**DIRECTIONS FOR THIS TASK**
Repeat every one of the records below word for word, changing nothing.

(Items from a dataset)

- - -

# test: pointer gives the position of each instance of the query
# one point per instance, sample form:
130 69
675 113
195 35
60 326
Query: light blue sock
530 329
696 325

- - -

**ANSWER TO THIS TASK**
# test: pointer gives the position of each instance of the query
# one point per instance, sample form:
130 69
675 113
195 35
60 326
Query: light blue sock
530 329
696 325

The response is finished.